##### INFORMATION SUPPLIED
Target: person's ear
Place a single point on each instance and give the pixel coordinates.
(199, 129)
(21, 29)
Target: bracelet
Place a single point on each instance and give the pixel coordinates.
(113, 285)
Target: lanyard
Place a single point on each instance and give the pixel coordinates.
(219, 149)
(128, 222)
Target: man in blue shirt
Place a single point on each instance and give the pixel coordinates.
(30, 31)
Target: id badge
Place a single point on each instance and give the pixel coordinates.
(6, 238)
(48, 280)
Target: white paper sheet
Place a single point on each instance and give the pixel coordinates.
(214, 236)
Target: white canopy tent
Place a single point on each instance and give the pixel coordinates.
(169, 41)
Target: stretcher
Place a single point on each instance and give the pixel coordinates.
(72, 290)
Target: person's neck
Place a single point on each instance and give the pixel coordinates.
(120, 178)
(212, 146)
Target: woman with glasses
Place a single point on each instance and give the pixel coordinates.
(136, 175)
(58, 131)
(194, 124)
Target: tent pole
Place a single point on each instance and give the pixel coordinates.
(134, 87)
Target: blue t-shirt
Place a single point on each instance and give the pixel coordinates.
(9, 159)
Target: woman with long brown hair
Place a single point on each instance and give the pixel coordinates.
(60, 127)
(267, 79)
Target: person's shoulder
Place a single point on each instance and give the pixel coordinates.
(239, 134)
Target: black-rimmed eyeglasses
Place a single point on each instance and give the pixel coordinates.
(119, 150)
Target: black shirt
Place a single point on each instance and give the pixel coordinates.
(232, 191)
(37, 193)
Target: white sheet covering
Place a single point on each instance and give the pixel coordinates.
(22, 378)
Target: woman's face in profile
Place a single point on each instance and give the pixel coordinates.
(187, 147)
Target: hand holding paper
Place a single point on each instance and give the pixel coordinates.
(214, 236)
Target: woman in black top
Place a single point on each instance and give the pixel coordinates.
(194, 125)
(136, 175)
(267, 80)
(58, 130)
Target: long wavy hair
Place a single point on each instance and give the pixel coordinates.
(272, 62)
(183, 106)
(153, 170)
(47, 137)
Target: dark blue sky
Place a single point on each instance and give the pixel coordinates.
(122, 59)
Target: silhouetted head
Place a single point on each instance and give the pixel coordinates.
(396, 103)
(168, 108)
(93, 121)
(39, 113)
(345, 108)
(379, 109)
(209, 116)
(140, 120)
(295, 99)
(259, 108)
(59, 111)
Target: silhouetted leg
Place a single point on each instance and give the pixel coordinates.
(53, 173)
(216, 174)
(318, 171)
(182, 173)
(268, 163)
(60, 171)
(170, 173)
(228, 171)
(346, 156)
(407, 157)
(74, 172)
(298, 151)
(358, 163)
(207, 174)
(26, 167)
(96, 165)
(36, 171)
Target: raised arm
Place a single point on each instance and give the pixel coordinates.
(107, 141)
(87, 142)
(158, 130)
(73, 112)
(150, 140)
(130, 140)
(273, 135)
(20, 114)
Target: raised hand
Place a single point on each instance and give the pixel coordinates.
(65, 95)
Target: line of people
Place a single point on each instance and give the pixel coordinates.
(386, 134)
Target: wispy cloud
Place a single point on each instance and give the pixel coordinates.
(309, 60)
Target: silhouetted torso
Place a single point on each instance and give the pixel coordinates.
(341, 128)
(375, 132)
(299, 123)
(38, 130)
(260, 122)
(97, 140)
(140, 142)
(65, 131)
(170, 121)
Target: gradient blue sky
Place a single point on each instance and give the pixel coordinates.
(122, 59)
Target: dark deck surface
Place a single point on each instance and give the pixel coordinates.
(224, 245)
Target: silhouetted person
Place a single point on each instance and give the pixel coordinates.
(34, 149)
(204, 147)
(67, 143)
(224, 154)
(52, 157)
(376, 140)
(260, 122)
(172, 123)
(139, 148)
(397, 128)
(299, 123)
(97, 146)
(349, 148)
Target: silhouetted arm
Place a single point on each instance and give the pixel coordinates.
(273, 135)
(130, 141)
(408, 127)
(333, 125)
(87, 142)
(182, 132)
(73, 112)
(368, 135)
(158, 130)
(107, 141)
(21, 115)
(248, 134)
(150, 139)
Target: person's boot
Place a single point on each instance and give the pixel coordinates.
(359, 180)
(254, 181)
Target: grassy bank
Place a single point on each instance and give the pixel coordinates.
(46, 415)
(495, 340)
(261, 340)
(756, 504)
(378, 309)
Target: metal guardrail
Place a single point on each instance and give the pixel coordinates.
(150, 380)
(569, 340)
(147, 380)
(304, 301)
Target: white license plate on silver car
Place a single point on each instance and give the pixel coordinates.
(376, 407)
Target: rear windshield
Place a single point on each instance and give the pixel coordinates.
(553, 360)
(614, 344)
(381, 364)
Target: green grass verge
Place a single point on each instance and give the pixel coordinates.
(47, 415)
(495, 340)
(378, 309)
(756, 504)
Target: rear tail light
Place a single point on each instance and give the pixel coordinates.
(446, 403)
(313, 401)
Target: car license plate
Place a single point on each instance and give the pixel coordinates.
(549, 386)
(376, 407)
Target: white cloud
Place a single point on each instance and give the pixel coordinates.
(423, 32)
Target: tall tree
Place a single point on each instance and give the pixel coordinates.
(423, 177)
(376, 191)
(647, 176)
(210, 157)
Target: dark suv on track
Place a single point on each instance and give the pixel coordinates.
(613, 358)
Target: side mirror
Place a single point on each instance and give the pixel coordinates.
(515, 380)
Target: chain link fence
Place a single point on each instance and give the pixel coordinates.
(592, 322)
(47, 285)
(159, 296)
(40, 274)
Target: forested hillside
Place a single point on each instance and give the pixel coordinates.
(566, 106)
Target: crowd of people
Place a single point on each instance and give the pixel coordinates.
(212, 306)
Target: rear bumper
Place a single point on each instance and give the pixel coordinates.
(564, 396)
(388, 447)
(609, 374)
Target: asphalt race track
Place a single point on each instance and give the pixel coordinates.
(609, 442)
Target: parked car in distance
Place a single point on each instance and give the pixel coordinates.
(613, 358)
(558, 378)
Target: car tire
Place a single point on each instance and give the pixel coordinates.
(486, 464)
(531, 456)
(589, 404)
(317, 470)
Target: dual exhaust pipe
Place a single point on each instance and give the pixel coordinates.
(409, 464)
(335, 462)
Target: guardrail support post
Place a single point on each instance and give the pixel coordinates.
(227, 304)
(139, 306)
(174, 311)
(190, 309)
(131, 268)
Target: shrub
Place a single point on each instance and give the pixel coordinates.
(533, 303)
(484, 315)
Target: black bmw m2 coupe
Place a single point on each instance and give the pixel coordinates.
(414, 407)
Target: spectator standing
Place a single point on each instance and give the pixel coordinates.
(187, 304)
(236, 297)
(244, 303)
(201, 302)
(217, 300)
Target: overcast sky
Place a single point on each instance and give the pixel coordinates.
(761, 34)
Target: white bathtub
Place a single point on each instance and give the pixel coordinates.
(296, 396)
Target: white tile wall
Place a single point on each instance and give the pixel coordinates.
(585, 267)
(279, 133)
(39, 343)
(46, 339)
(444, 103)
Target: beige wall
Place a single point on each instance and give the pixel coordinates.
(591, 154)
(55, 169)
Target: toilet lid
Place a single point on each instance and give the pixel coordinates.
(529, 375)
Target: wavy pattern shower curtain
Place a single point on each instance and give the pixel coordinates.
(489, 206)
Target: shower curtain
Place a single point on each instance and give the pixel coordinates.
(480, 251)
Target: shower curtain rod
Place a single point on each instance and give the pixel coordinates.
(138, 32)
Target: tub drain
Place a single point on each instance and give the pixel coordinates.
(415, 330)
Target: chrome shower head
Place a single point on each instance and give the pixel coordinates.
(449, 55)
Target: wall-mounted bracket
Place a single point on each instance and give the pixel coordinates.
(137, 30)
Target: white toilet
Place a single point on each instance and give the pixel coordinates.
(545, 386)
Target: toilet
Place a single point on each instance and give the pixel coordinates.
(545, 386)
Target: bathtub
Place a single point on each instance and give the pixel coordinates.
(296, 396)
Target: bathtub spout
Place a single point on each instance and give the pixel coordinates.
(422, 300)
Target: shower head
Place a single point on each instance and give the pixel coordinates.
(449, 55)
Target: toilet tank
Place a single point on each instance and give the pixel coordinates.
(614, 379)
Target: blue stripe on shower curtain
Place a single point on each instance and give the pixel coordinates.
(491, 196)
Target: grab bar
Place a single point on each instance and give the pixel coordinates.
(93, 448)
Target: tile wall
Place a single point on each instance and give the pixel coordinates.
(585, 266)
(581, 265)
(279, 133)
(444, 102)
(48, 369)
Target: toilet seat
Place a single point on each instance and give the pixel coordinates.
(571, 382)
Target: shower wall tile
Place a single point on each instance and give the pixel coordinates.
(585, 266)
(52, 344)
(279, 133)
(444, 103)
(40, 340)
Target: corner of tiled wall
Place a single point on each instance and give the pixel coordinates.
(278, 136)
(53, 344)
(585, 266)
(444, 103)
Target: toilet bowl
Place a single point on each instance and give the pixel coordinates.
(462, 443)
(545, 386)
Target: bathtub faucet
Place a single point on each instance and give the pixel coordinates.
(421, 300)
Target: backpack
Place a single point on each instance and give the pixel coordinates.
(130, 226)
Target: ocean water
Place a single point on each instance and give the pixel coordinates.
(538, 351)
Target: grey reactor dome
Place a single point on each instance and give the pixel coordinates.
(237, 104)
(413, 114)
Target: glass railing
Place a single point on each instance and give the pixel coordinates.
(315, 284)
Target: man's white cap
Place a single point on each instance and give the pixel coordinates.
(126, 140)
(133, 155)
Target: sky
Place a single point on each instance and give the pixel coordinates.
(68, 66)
##########
#### INSTRUCTIONS FOR THE TASK:
Place the lines of the records, from the line with "Target: backpack" up to and including the last line of the records, into a Markdown table with the columns Row and Text. Number each row, and leave out blank lines.

#### FULL RESPONSE:
| Row | Text |
|---|---|
| 1 | Target: backpack |
| 2 | Place a single point on each instance and give the pixel coordinates. |
| 3 | (130, 226) |
| 4 | Target: ocean water |
| 5 | Place a single point on each instance and give the pixel coordinates. |
| 6 | (538, 351) |
| 7 | Target: grey reactor dome |
| 8 | Place a single point on each instance and give the pixel coordinates. |
| 9 | (237, 104) |
| 10 | (413, 114) |
| 11 | Target: glass railing |
| 12 | Place a single point on each instance and give the pixel coordinates. |
| 13 | (315, 284) |
| 14 | Target: man's white cap |
| 15 | Place a single point on each instance and give the pixel coordinates. |
| 16 | (126, 140) |
| 17 | (133, 155) |
| 18 | Target: sky |
| 19 | Place a single point on each instance and give the pixel coordinates. |
| 20 | (68, 66) |